> **Text extract**:
▼

NAME

Mail::Classifier - Perl extension for probabilistic mail classification

SYNOPSIS

use Mail::Classifier;
$bb = Mail::Classifier->new();
$bb->train( 
    {   'spam.mbox' => 'SPAM', 
        'nonspam.mbox' => 'NONSPAM'
    }
);         
%xval = $bb->crossval(  
    {   'folds' => 4, 
        'threshold' => .9, 
        'corpus_list' => {   
            'spam.mbox' => 'SPAM',
            'nonspam.mbox' => 'NONSPAM 
        } 
    } 
);

In practice, Mail::Classifier is just a stub that must be overridden in a subclass, but the general interface is documented here. See a subclass for implementation-specific options or extensions.

DESCRIPTION

Mail::Classifier is an abstract base class for mail classification. As such provides capabilities for defining working data tables (which may be stored in memory or on disk) that will persist across saves/restores. It also provides the message handling capabilities necessary to process mailboxes and conduct statistical validation.

Classes inherit from Mail::Classifier to implement a particular classification algorithm or technique. Derived classes must implement methods for learning and scoring messages. Typically, derived classes will also define methods for parsing messages into tokens for use in the learning and scoring methods.

Two derivied classes are included with Mail::Classifier. The first, Mail::Classifier::Trivial is an example of how to extend the base class. The second class, Mail::Classifier::GrahamSpam, implements a Naive Bayesian Filtering based on the article "A Plan For Spam" by Paul Graham (http://www.paulgraham.com/spam.html), and is a fully-functional spam filter. See the RESULTS section, below.

One of the key benefits of Mail::Classifier is built-in support for generating classification matrices, both in the standard approach of a test sample and a holdout sample, or, more powerfully, through cross-validation. Cross-validation divides training data into "N" folds and iteratively scores each fold based on a model built on all remaining folds to maximize available data used in model evaluation. [See "An Introduction to the Bootstrap" by Efron and Tibshirani (1998), p. 239. for more details.] The result is an out-of-sample evaluation of the performance (i.e. accuracy) of the classification engine which can operate on smaller training sets without explicit hold-out samples for validation. This is often preferable for use in development as it validates the algorithm and parameter tuning setting used without requiring a manipulation of separate hold-out samples.

Mail::Classifier is not (yet) an efficient approach to high-volume classification. (It's in Perl, not C.) However, it is ideal for rapid experimentation and testing of classification algorithms, and benefits from Perl Regexp capabilities for exploring alternative message tokenization routines.

▲

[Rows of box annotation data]

▼

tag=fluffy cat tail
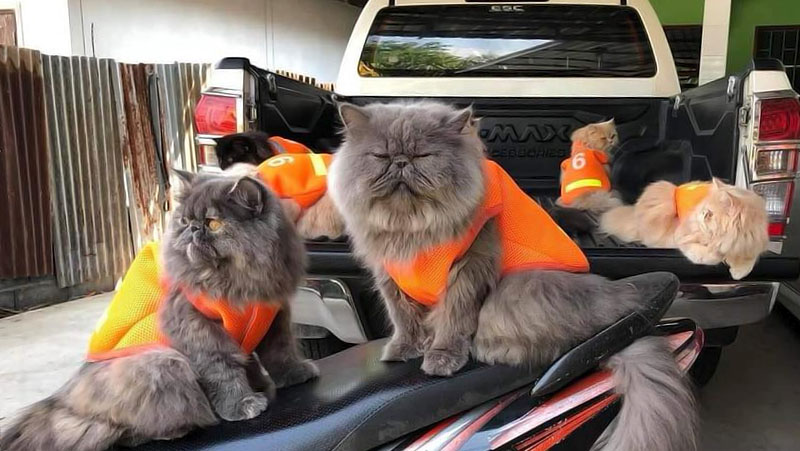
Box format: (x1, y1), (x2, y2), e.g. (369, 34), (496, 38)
(600, 205), (641, 243)
(0, 395), (124, 451)
(592, 337), (698, 451)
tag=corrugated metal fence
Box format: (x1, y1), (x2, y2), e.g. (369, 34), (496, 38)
(0, 47), (209, 287)
(42, 55), (132, 287)
(0, 46), (53, 279)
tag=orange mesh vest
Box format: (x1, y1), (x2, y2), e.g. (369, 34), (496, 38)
(384, 160), (589, 305)
(675, 182), (711, 219)
(258, 153), (333, 209)
(561, 141), (611, 205)
(87, 243), (279, 361)
(267, 136), (311, 155)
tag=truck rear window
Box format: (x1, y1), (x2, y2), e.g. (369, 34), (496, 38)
(358, 4), (656, 77)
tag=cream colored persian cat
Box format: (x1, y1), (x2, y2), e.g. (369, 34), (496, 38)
(556, 119), (622, 214)
(600, 179), (769, 280)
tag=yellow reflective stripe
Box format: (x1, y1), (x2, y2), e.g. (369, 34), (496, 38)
(564, 179), (603, 193)
(309, 153), (328, 176)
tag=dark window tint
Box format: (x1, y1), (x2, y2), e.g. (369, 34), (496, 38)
(754, 25), (800, 91)
(664, 25), (703, 89)
(358, 4), (656, 77)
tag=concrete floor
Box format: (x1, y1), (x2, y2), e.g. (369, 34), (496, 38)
(0, 294), (800, 451)
(699, 307), (800, 451)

▲

> **Goals**:
1/ Rewrite the paragraph of the Mail::Classifier documentation that begins "One of the key benefits" as a brief bulleted list that keeps its main facts.
2/ Write the next part of the Mail::Classifier documentation, following on from its final sentence.

> **Results of the exercise**:
1/
- Mail::Classifier has built-in support for generating classification matrices. It can use either a test sample with a holdout sample or cross-validation.
- Cross-validation divides training data into "N" folds. It scores each fold with a model built on all the remaining folds, so that as much data as possible is used in model evaluation. Further details are in "An Introduction to the Bootstrap" by Efron and Tibshirani (1998), p. 239.
- The result is an out-of-sample evaluation of the classification engine's performance (accuracy). This evaluation works on smaller training sets without explicit hold-out samples.
- This approach is often preferable in development. It validates the algorithm and parameter tuning without requiring separate hold-out samples to be handled.

2/
METHODS THAT SHOULD/MUST BE EXTENDED IN A SUBCLASS

* new 
* init
* forget
* isvalid
* parse
* learn
* unlearn
* score

With the exception of new and init, these methods are little more than stubs. Subclass developers will want to extend these functions to implement a particular classification algorithm and the associated data structures.

In particular, the init function should be extended using _add_data_table to provide data structures used by the subclass, and forget will need to reflect an appropriate "reset" of these data structures.

The other functions are specific to the algorithm and message handling method chosen.

new [options|FILENAME|CLASSIFIER]

Create a new classifier object, setting any class options by passing a hash-reference to key/value pairs. Alternatively, can be called with a filename from a previous saved classifier, or another classifier object, in which case the classifier will be cloned, duplicating all data and datafiles.

$bb = Mail::Classifier->new();
$bb = Mail::Classifier->new( { OPTION1 => 'foo', OPTION2 => 'bar' } );
$bb = Mail::Classifier->new( "/tmp/saved-classifier" );
$cc = Mail::Classifier->new( $bb );
init

Called during new to initialize the class with any options specific to the class. This should include creating data tables with _add_data_table.

$self->init( {%options} );
forget

Blanks out data and structures. Must be implemented by subclasses.

$bb->forget;
isvalid MESSAGE

Confirm that a message can be handled -- e.g. text vs attachment, etc. MESSAGE is a Mail::Message object;

Stub function to be implemented by subclasses. Parent class only returns true.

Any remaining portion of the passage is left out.